▸ **Article**:
--- start ---
# November 2016 POTM Winner



## snowbear (Dec 11, 2016)

Congratulations to @thereyougo! for _The Majesty of the Shepherd.
_


----------



## ZombiesniperJr (Dec 11, 2016)

Congrats


----------



## Peeb (Dec 11, 2016)

Nice!


----------



## Raj_55555 (Dec 11, 2016)

Amazing!! Well deserved..


----------



## jcdeboever (Dec 11, 2016)

Fantastic image. There were a lot in November. Congrats

Sent from my XT1254 using ThePhotoForum.com mobile app


----------



## MSnowy (Dec 11, 2016)

Very nice! Congrats


----------



## thereyougo! (Dec 11, 2016)

Thanks everyone, am honoured


----------



## zombiesniper (Dec 11, 2016)

Congrats!


----------



## Dean_Gretsch (Dec 11, 2016)

Such a beautiful sight! It would be so inspiring to get to view that in person. Thank you for sharing.


----------



## JacaRanda (Jan 2, 2017)

Congrats and wonderful image! Would love to see it print. 

Sent from my SM-N930V using ThePhotoForum.com mobile app


----------



## goooner (Jan 3, 2017)

Congrats, it is a spectacular image.


----------
--- end ---
(Bounding-box records)
--- start ---
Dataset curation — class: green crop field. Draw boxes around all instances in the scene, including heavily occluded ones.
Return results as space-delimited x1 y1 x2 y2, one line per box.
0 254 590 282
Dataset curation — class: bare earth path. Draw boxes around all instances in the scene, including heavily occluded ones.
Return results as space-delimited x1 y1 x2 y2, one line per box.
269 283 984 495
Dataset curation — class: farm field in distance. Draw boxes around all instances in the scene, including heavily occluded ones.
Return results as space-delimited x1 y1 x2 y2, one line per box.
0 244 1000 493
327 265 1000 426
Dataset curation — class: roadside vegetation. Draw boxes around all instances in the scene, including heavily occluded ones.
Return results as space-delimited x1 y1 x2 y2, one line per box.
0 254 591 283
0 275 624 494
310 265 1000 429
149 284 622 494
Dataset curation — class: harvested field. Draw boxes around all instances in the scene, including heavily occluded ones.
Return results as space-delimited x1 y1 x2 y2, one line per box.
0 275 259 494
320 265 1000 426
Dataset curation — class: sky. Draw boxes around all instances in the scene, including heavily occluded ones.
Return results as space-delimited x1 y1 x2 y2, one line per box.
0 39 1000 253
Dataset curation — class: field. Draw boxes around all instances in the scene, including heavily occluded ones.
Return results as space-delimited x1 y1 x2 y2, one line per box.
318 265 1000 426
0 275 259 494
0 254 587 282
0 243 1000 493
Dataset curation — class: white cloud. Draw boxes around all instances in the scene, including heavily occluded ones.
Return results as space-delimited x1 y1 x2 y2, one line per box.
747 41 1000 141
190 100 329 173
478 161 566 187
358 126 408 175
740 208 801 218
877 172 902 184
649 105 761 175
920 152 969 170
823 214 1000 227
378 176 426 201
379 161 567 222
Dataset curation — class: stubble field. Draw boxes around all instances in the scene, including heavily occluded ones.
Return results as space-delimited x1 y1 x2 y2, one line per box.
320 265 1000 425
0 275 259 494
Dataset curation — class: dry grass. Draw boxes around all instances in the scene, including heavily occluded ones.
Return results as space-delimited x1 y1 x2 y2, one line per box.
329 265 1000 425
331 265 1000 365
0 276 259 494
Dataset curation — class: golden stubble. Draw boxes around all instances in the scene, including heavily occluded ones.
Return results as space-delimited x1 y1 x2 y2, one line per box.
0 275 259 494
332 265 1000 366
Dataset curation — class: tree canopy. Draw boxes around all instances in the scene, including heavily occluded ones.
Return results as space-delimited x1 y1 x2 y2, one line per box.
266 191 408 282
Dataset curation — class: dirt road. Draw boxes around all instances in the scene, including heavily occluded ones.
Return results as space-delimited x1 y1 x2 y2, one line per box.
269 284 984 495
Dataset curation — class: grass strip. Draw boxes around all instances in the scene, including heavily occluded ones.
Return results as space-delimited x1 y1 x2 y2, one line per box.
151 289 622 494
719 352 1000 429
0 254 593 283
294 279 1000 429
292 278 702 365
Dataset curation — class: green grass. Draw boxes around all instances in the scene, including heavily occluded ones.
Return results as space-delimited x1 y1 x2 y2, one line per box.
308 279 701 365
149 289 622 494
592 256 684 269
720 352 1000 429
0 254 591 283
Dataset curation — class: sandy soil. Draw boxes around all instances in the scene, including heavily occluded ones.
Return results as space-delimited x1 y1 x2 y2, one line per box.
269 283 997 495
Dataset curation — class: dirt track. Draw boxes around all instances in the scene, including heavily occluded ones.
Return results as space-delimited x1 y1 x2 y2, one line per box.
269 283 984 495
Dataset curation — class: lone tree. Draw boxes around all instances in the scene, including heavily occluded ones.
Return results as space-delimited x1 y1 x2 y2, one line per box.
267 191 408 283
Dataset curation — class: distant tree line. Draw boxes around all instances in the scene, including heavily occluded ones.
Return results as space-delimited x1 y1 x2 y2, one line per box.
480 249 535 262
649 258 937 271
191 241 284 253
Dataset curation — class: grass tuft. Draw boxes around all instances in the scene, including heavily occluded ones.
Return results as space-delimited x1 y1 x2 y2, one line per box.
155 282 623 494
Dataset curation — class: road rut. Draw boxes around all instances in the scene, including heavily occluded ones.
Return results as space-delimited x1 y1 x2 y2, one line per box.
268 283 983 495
--- end ---
--- start ---
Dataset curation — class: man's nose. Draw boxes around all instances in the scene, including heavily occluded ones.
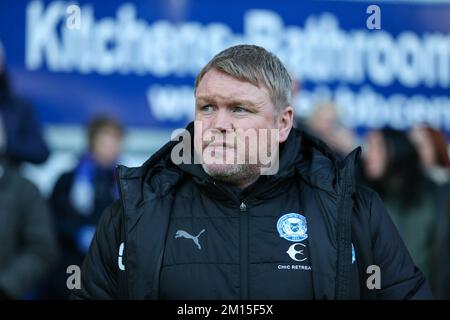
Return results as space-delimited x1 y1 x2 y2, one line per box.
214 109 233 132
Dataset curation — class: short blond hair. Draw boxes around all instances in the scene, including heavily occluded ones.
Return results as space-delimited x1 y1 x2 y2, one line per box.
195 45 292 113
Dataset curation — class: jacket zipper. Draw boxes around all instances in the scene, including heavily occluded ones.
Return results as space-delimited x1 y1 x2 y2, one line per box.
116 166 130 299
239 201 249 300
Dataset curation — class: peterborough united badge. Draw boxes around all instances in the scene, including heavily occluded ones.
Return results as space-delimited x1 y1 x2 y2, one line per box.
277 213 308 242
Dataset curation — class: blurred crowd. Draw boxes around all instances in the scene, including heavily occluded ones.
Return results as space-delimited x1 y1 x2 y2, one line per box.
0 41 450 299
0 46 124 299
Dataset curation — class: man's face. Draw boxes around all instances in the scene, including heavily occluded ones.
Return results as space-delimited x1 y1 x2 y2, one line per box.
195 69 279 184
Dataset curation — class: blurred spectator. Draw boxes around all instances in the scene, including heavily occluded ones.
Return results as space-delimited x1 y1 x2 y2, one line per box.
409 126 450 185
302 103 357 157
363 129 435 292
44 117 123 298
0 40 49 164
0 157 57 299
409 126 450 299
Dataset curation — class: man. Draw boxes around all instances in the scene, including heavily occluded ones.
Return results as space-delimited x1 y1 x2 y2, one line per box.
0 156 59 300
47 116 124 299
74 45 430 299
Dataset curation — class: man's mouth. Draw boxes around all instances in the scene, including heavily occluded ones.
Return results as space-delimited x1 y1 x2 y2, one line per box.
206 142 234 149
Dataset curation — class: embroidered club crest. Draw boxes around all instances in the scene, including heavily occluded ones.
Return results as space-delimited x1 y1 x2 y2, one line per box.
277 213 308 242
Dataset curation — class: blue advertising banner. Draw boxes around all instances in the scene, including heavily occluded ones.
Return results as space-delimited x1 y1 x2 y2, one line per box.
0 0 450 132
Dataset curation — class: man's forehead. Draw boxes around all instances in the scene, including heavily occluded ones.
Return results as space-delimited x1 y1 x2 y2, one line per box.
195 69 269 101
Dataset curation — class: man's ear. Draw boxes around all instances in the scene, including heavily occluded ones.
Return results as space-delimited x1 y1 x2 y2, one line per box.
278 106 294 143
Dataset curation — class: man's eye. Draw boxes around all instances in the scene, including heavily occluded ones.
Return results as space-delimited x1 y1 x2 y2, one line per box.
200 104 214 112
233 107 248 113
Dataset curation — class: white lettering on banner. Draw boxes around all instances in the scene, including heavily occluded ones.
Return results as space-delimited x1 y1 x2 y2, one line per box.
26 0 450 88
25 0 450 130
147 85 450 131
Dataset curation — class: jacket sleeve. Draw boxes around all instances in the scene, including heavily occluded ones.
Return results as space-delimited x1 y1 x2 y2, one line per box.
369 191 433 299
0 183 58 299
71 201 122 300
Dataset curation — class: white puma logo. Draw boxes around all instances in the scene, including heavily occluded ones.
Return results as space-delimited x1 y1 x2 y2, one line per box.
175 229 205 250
--- end ---
--- start ---
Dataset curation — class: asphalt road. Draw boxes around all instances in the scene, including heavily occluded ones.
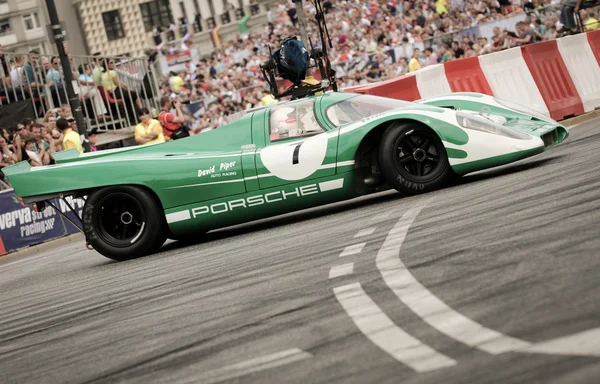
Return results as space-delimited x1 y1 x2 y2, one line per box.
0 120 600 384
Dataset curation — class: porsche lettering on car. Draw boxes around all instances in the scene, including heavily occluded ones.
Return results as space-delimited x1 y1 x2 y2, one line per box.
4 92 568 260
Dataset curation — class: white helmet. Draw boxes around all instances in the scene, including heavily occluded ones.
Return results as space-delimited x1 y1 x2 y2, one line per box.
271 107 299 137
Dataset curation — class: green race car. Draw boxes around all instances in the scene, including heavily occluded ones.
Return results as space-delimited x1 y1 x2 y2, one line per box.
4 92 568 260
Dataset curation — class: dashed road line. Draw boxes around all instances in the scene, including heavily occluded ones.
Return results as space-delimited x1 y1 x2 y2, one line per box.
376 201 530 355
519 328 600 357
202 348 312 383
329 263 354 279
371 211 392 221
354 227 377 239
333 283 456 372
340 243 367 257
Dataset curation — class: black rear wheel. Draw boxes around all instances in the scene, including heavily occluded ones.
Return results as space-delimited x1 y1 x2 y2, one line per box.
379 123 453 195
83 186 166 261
--- end ---
▸ **Tasks for this exercise**:
- a) Answer these questions about the forum thread:
(i) What is the title of the photo that won?
(ii) Which member posted on Jan 3, 2017?
(iii) What device was jcdeboever's post sent from?
- b) Please quote the forum thread between "Congrats and wonderful" and "a spectacular image.", inclusive.

▸ **Task responses**:
- a)
(i) The Majesty of the Shepherd
(ii) goooner
(iii) An XT1254

- b)
Congrats and wonderful image! Would love to see it print. 

Sent from my SM-N930V using ThePhotoForum.com mobile app


----------



## goooner (Jan 3, 2017)

Congrats, it is a spectacular image.